EXERCISE DATA ::
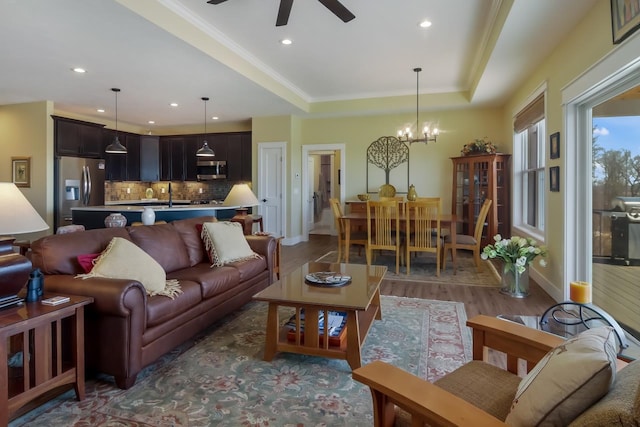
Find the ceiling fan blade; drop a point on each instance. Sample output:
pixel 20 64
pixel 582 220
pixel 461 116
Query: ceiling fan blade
pixel 283 12
pixel 338 9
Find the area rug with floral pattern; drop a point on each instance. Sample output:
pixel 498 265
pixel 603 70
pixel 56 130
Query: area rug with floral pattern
pixel 423 268
pixel 220 379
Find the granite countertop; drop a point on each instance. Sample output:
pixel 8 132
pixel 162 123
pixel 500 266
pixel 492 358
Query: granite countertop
pixel 137 208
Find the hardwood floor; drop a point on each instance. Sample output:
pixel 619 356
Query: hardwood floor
pixel 477 300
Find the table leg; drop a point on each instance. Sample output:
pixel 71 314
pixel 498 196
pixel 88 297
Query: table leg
pixel 272 335
pixel 353 340
pixel 347 239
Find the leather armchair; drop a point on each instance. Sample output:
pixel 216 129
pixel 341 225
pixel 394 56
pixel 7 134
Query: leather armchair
pixel 447 402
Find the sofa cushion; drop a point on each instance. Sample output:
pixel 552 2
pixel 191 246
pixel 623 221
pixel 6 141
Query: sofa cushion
pixel 122 259
pixel 58 253
pixel 163 243
pixel 250 267
pixel 191 236
pixel 567 380
pixel 160 310
pixel 213 281
pixel 86 261
pixel 621 406
pixel 225 242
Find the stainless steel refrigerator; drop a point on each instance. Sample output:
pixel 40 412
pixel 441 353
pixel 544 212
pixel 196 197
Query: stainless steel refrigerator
pixel 79 182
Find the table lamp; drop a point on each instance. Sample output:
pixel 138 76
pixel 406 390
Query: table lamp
pixel 242 196
pixel 17 216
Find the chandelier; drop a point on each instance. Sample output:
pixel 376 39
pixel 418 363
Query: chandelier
pixel 428 134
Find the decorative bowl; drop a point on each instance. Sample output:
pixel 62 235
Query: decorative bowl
pixel 387 190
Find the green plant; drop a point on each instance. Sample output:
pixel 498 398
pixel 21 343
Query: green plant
pixel 482 146
pixel 517 251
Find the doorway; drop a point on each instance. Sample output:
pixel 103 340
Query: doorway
pixel 323 178
pixel 585 100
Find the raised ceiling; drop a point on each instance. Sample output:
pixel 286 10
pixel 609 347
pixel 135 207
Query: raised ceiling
pixel 475 53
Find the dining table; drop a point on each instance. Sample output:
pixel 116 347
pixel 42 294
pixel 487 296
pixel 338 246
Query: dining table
pixel 447 221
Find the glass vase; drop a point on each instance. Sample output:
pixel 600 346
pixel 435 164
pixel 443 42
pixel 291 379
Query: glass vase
pixel 514 284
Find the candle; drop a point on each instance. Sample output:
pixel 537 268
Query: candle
pixel 580 292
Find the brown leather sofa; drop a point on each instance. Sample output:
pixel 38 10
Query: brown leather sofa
pixel 125 329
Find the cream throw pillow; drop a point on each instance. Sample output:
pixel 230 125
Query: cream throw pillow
pixel 567 381
pixel 122 259
pixel 225 243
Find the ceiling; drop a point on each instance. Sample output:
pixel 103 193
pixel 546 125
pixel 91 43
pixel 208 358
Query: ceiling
pixel 157 52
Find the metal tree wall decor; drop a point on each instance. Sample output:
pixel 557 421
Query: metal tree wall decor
pixel 390 156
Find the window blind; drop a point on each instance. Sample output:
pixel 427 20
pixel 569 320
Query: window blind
pixel 532 113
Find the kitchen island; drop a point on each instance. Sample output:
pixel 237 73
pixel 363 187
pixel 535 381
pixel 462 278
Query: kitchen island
pixel 93 216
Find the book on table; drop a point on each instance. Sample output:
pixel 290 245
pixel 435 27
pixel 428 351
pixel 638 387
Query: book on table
pixel 337 326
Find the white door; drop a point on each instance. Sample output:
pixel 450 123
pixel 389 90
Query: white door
pixel 271 181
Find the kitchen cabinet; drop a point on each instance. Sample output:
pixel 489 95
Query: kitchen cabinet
pixel 191 146
pixel 172 158
pixel 78 138
pixel 123 167
pixel 239 157
pixel 476 178
pixel 149 158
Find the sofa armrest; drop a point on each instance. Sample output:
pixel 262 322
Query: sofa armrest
pixel 265 246
pixel 515 340
pixel 116 297
pixel 426 402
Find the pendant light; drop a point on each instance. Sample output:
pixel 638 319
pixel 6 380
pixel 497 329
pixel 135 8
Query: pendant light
pixel 115 147
pixel 428 135
pixel 205 150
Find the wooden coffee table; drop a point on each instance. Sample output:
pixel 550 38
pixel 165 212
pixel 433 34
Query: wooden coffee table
pixel 360 299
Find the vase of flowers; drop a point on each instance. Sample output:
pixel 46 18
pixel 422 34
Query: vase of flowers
pixel 479 146
pixel 516 253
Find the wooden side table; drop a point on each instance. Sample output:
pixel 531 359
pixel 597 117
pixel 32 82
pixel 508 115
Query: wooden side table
pixel 51 339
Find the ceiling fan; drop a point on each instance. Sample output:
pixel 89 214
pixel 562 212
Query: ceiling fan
pixel 284 11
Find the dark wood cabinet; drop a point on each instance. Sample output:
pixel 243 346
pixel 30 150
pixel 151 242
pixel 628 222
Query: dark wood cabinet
pixel 476 178
pixel 78 138
pixel 123 167
pixel 239 157
pixel 149 158
pixel 191 146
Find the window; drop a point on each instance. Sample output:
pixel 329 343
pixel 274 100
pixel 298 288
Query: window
pixel 529 169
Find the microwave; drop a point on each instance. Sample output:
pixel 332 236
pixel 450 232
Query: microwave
pixel 211 169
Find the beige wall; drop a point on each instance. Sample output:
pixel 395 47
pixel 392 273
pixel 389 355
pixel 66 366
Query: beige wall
pixel 587 44
pixel 27 131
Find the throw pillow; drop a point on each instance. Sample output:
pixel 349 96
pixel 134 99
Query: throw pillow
pixel 567 381
pixel 86 261
pixel 226 243
pixel 122 259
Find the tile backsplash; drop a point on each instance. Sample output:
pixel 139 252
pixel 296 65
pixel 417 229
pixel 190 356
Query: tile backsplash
pixel 182 190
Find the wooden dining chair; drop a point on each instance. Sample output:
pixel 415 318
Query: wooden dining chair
pixel 467 242
pixel 383 229
pixel 423 230
pixel 357 238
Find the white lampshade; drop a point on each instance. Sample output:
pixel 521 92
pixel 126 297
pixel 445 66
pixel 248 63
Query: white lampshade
pixel 17 216
pixel 241 195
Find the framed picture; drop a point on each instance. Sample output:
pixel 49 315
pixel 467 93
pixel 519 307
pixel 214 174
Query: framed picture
pixel 21 171
pixel 625 19
pixel 554 145
pixel 554 178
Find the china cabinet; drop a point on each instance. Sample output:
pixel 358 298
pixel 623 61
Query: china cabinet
pixel 476 178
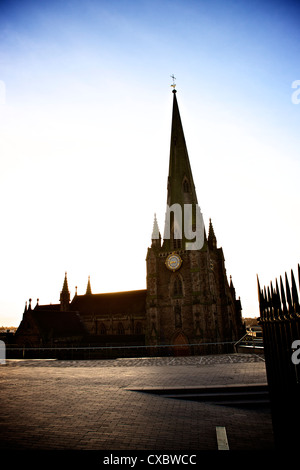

WHAT YOU ARE ASKED TO DO ::
Give every line of the entries above as a JSON list of strings, one string per line, leaving out blank lines and the pictures.

EXERCISE RESULT ::
[
  "Find the ceiling fan blade; drop a point on each instance. Sample output:",
  "pixel 20 64",
  "pixel 582 220",
  "pixel 461 116",
  "Query: ceiling fan blade",
  "pixel 283 12",
  "pixel 338 9",
  "Find the area rug with floral pattern; drop a point on each instance. Sample output:",
  "pixel 498 265",
  "pixel 603 70",
  "pixel 56 130",
  "Query: area rug with floral pattern",
  "pixel 423 268",
  "pixel 220 379",
  "Find the granite countertop; drop a point on each instance. Sample output:",
  "pixel 8 132",
  "pixel 162 123",
  "pixel 500 266",
  "pixel 492 358",
  "Query: granite countertop",
  "pixel 137 208",
  "Find the hardwood floor; drop a point on each instance. Sample output:",
  "pixel 619 356",
  "Query: hardwood floor",
  "pixel 477 300",
  "Find the table leg; drop a point on each instance. Sample output:",
  "pixel 71 314",
  "pixel 498 196",
  "pixel 88 297",
  "Query: table leg",
  "pixel 272 335",
  "pixel 353 340",
  "pixel 347 239",
  "Find the leather armchair; drop a point on each instance. Sample output:",
  "pixel 216 129",
  "pixel 341 225",
  "pixel 394 56",
  "pixel 7 134",
  "Query: leather armchair",
  "pixel 447 402",
  "Find the sofa cushion; drop a point on each instance. Sample output:",
  "pixel 552 2",
  "pixel 191 246",
  "pixel 623 221",
  "pixel 6 141",
  "Query: sofa cushion",
  "pixel 122 259",
  "pixel 58 253",
  "pixel 163 243",
  "pixel 250 267",
  "pixel 191 236",
  "pixel 567 380",
  "pixel 160 310",
  "pixel 213 281",
  "pixel 86 261",
  "pixel 621 406",
  "pixel 225 242",
  "Find the stainless steel refrigerator; drop a point on each instance. Sample output:",
  "pixel 40 412",
  "pixel 441 353",
  "pixel 544 212",
  "pixel 196 197",
  "Query: stainless steel refrigerator",
  "pixel 79 182",
  "Find the table lamp; drop a point on each instance. Sample output:",
  "pixel 138 76",
  "pixel 406 390",
  "Query: table lamp",
  "pixel 242 196",
  "pixel 17 216",
  "Find the chandelier; drop a point on each instance. Sample output:",
  "pixel 376 39",
  "pixel 418 363",
  "Query: chandelier",
  "pixel 428 134",
  "Find the decorative bowl; drop a point on each instance. Sample output:",
  "pixel 62 235",
  "Query: decorative bowl",
  "pixel 387 190",
  "Find the green plant; drop a point on each instance. Sample output:",
  "pixel 498 398",
  "pixel 21 343",
  "Query: green plant",
  "pixel 482 146",
  "pixel 517 251",
  "Find the doorway; drop a point on each instance. Sample output:",
  "pixel 103 340",
  "Query: doorway",
  "pixel 323 178",
  "pixel 585 100",
  "Find the raised ceiling; drop a point on each instance. Sample output:",
  "pixel 286 10",
  "pixel 609 347",
  "pixel 135 207",
  "Query: raised ceiling",
  "pixel 475 53",
  "Find the dining table; drop a point on each instance. Sample output:",
  "pixel 116 347",
  "pixel 42 294",
  "pixel 487 296",
  "pixel 338 246",
  "Query: dining table",
  "pixel 447 221",
  "Find the glass vase; drop a point on each instance. Sample output:",
  "pixel 600 346",
  "pixel 435 164",
  "pixel 443 42",
  "pixel 291 379",
  "Query: glass vase",
  "pixel 514 284",
  "Find the candle; drop a point on each instance. Sample output:",
  "pixel 537 268",
  "Query: candle",
  "pixel 580 292",
  "Find the brown leather sofa; drop a point on each instance. Sample output:",
  "pixel 38 10",
  "Query: brown leather sofa",
  "pixel 125 329",
  "Find the cream throw pillow; drop a point on each instance. Sample output:",
  "pixel 230 125",
  "Query: cream throw pillow",
  "pixel 567 381",
  "pixel 122 259",
  "pixel 225 243",
  "Find the ceiling; drop a point on each instance. Sample output:",
  "pixel 103 193",
  "pixel 546 125",
  "pixel 91 43",
  "pixel 208 358",
  "Query: ceiling",
  "pixel 157 52",
  "Find the metal tree wall decor; drop a point on each instance. Sample output:",
  "pixel 557 421",
  "Query: metal tree wall decor",
  "pixel 390 156",
  "Find the window blind; drop a point on each instance. Sample output:",
  "pixel 427 20",
  "pixel 569 320",
  "Query: window blind",
  "pixel 532 113",
  "Find the kitchen island; drop a point on each instance. Sample output:",
  "pixel 237 73",
  "pixel 363 187",
  "pixel 535 381",
  "pixel 462 278",
  "Query: kitchen island",
  "pixel 93 216",
  "Find the book on table; drop a point on each instance. Sample output:",
  "pixel 290 245",
  "pixel 435 27",
  "pixel 428 351",
  "pixel 638 387",
  "Query: book on table",
  "pixel 337 326",
  "Find the white door; drop a point on each instance. Sample output:",
  "pixel 450 123",
  "pixel 389 90",
  "Query: white door",
  "pixel 271 181",
  "Find the kitchen cabinet; drop a point on each instance. Sample output:",
  "pixel 489 95",
  "Query: kitchen cabinet",
  "pixel 191 146",
  "pixel 172 158",
  "pixel 78 138",
  "pixel 123 167",
  "pixel 239 157",
  "pixel 476 178",
  "pixel 149 158",
  "Find the sofa armrest; drop a point on each instance. Sample output:",
  "pixel 262 322",
  "Query: sofa armrest",
  "pixel 265 246",
  "pixel 515 340",
  "pixel 116 297",
  "pixel 426 402",
  "Find the pendant light; drop a point on each instance. Sample output:",
  "pixel 638 319",
  "pixel 6 380",
  "pixel 497 329",
  "pixel 135 8",
  "Query: pendant light",
  "pixel 115 147",
  "pixel 428 135",
  "pixel 205 150",
  "Find the wooden coffee table; drop a point on each instance. Sample output:",
  "pixel 550 38",
  "pixel 165 212",
  "pixel 433 34",
  "Query: wooden coffee table",
  "pixel 360 299",
  "Find the vase of flowers; drop a point on each instance. Sample output:",
  "pixel 46 18",
  "pixel 422 34",
  "Query: vase of flowers",
  "pixel 479 146",
  "pixel 516 253",
  "Find the wooden side table; drop a point on each instance. Sample output:",
  "pixel 531 359",
  "pixel 597 117",
  "pixel 32 82",
  "pixel 508 115",
  "Query: wooden side table",
  "pixel 51 339",
  "Find the ceiling fan; drop a point on each instance. Sample output:",
  "pixel 89 214",
  "pixel 562 212",
  "Query: ceiling fan",
  "pixel 284 11",
  "Find the dark wood cabinet; drop a point on each instance. Sample output:",
  "pixel 243 346",
  "pixel 30 150",
  "pixel 151 242",
  "pixel 628 222",
  "Query: dark wood cabinet",
  "pixel 476 178",
  "pixel 78 138",
  "pixel 123 167",
  "pixel 239 157",
  "pixel 149 158",
  "pixel 191 146",
  "Find the window; drop a point on each instance. Sample output:",
  "pixel 329 343",
  "pixel 274 100",
  "pixel 298 288",
  "Query: window",
  "pixel 529 169",
  "Find the microwave; drop a point on each instance. Sample output:",
  "pixel 332 236",
  "pixel 450 232",
  "Query: microwave",
  "pixel 211 169",
  "Find the beige wall; drop a point on each instance. Sample output:",
  "pixel 395 47",
  "pixel 392 273",
  "pixel 389 355",
  "pixel 66 366",
  "Query: beige wall",
  "pixel 587 44",
  "pixel 27 131",
  "Find the throw pillow; drop a point on each instance. Sample output:",
  "pixel 349 96",
  "pixel 134 99",
  "Query: throw pillow",
  "pixel 567 381",
  "pixel 86 261",
  "pixel 226 243",
  "pixel 122 259",
  "Find the tile backsplash; drop a point on each instance. Sample output:",
  "pixel 139 252",
  "pixel 296 65",
  "pixel 417 229",
  "pixel 190 356",
  "Query: tile backsplash",
  "pixel 182 190",
  "Find the wooden dining chair; drop a point on each instance. Sample output:",
  "pixel 415 318",
  "Query: wooden dining chair",
  "pixel 467 242",
  "pixel 383 229",
  "pixel 423 230",
  "pixel 357 238",
  "Find the white lampshade; drop a point on each instance. Sample output:",
  "pixel 521 92",
  "pixel 126 297",
  "pixel 445 66",
  "pixel 248 63",
  "Query: white lampshade",
  "pixel 17 216",
  "pixel 241 195",
  "Find the framed picture; drop a point on each instance. Sample output:",
  "pixel 49 315",
  "pixel 467 93",
  "pixel 519 307",
  "pixel 214 174",
  "Query: framed picture",
  "pixel 21 171",
  "pixel 625 19",
  "pixel 554 145",
  "pixel 554 178",
  "Find the china cabinet; drop a point on each instance. Sample output:",
  "pixel 358 298",
  "pixel 623 61",
  "Query: china cabinet",
  "pixel 476 178"
]